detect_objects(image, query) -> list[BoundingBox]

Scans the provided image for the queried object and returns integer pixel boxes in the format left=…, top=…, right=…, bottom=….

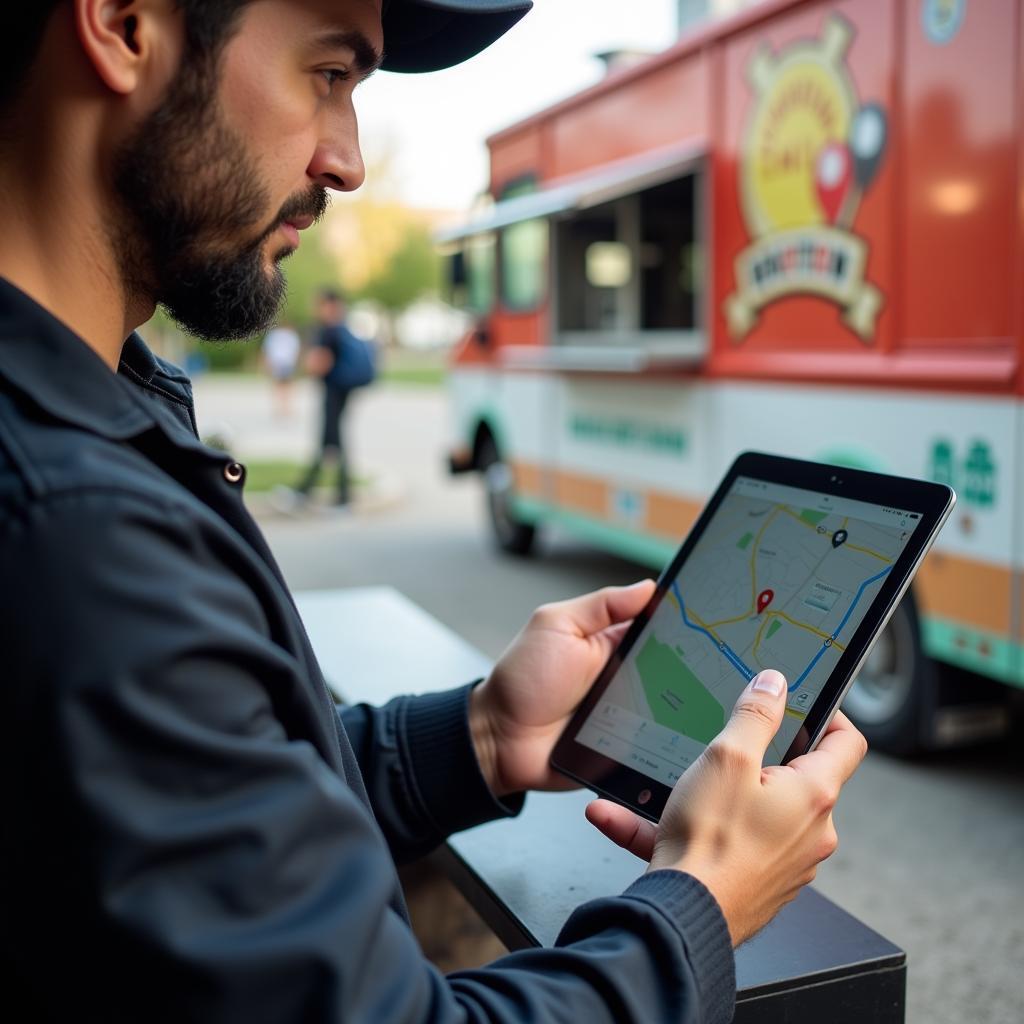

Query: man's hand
left=470, top=581, right=656, bottom=798
left=304, top=346, right=333, bottom=378
left=585, top=670, right=867, bottom=947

WORK INSTRUCTION:
All of the entries above must be reproduced exactly, and no image may be included.

RESPONSE TO THE TASK:
detect_objects(image, query) -> list[BoundingBox]

Scans the provided image for the queried object and returns integer pixel boxes in the format left=…, top=…, right=…, bottom=….


Query: man's hand
left=470, top=581, right=656, bottom=798
left=304, top=346, right=333, bottom=378
left=585, top=670, right=867, bottom=947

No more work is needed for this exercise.